Give every percentage that appears in the text on powder-based 3D printing below, each with what it describes.

__EXTRACT PROVIDED__:
◇ ◇ ◇

Furthermore, the process of work preparation, otherwise a cost-intensive phase, is significantly simplified. This allows for cost savings by reducing staff and relying on less qualified personnel.

Indicators of quality defects:
Differences in surface texture and dimensional accuracy are often visible to the naked eye when comparing two components.
These phenomena are particularly noticeable when batches with different orientations are compared. In a production strongly focused on cost efficiency, varying orientations can even be found within a single batch – a practice geared purely towards cost optimization.

The approach of 3Faktur:
At 3Faktur, no compromise is made when it comes to work preparation. Each component is carefully checked, and the most optimal orientation and production parameters are chosen.
Moreover, it is verified whether a component has been produced in the past, ensuring that parameters from previous batches are adopted for consistent consistency.

2.2 Packing Density: A Key Element in Powder Printing

Nesting in 3D printing
Nesting in 3D printing (Multi Jet Fusion Process) packing density 9.81 %

In powder printing, both in Multi Jet Fusion and in laser sintering, the entire build volume is filled 100% with powder during printing. However, not all the powder is fused into components; a certain percentage remains as loose residual powder. Packing density is the measure of how much of the powder is actually converted into components.
Example of Packing Density:
Consider a hypothetical build volume of 10 x 10 x 10 cm, equating to a volume of 1,000 cm³. With a packing density of 10%, 100 cm³ of this volume would be converted into components, while 900 cm³ would remain as residual powder.

Influence on Quality:
As packing density increases, the thermal load on the non-component residual powder significantly increases. During the build process, which occurs at high temperatures, this increased load can lead to powder degradation.
This continues during the cooling process, which can typically last between 36 and 48 hours in the Multi Jet Fusion process. If more components are present in the build volume, which are warmer than the residual powder, they act as radiators, maintaining the temperature of the powder high. This increases the thermal load on the powder (higher temperature over a longer period).

As a result of prolonged heat exposure, the powder can undergo severe degradation, significantly impairing the mechanical properties of the components made from it. The mechanical load capacity of the components can be reduced by up to 50 %.

◇ ◇ ◇

__GIVEN ENTRIES__:
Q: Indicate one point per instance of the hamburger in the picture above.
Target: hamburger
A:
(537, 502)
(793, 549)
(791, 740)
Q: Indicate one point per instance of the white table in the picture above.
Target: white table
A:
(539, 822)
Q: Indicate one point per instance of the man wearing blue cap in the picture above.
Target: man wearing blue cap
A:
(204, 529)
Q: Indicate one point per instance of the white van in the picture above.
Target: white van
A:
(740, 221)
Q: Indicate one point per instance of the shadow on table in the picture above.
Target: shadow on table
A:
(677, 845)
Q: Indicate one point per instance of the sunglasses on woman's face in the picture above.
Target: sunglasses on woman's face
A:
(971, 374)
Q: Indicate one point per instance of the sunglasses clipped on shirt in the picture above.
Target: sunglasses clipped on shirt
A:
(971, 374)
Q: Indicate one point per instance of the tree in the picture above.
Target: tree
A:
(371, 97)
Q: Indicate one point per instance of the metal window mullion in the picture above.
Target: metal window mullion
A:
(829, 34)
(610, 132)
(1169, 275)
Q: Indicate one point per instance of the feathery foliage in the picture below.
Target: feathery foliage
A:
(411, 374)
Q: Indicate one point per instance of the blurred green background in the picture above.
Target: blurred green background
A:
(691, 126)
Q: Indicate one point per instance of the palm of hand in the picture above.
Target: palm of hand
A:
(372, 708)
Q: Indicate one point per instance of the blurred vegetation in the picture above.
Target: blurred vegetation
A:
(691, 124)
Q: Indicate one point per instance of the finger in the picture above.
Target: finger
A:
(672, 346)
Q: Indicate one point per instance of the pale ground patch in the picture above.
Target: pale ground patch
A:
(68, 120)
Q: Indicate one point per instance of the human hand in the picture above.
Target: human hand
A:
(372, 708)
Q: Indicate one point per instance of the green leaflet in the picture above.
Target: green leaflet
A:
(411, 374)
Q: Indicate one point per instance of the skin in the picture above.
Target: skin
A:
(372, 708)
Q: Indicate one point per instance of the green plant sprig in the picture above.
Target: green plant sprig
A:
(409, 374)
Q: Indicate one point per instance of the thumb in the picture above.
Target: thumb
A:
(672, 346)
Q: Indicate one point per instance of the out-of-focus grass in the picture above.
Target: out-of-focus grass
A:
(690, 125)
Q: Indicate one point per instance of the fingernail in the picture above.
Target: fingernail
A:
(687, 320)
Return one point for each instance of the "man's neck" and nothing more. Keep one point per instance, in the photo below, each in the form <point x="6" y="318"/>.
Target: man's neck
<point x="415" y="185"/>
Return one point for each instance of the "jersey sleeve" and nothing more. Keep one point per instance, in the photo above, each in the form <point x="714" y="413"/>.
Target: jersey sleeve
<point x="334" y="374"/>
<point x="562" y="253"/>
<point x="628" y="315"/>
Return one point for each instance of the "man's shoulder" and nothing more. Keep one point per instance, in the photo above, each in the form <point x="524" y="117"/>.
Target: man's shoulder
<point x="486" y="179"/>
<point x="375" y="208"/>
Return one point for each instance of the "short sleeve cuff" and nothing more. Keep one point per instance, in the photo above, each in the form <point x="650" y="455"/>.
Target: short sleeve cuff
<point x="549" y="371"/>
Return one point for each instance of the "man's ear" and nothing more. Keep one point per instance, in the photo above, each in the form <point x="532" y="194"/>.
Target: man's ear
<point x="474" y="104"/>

◇ ◇ ◇

__RESPONSE TO THE EXERCISE__:
- 9.81 %: the packing density shown for nesting in the Multi Jet Fusion process
- 100%: how fully the build volume is filled with powder during printing
- 10%: the packing density in the hypothetical 10 x 10 x 10 cm build volume example
- 50 %: how much the mechanical load capacity of components can be reduced by powder degradation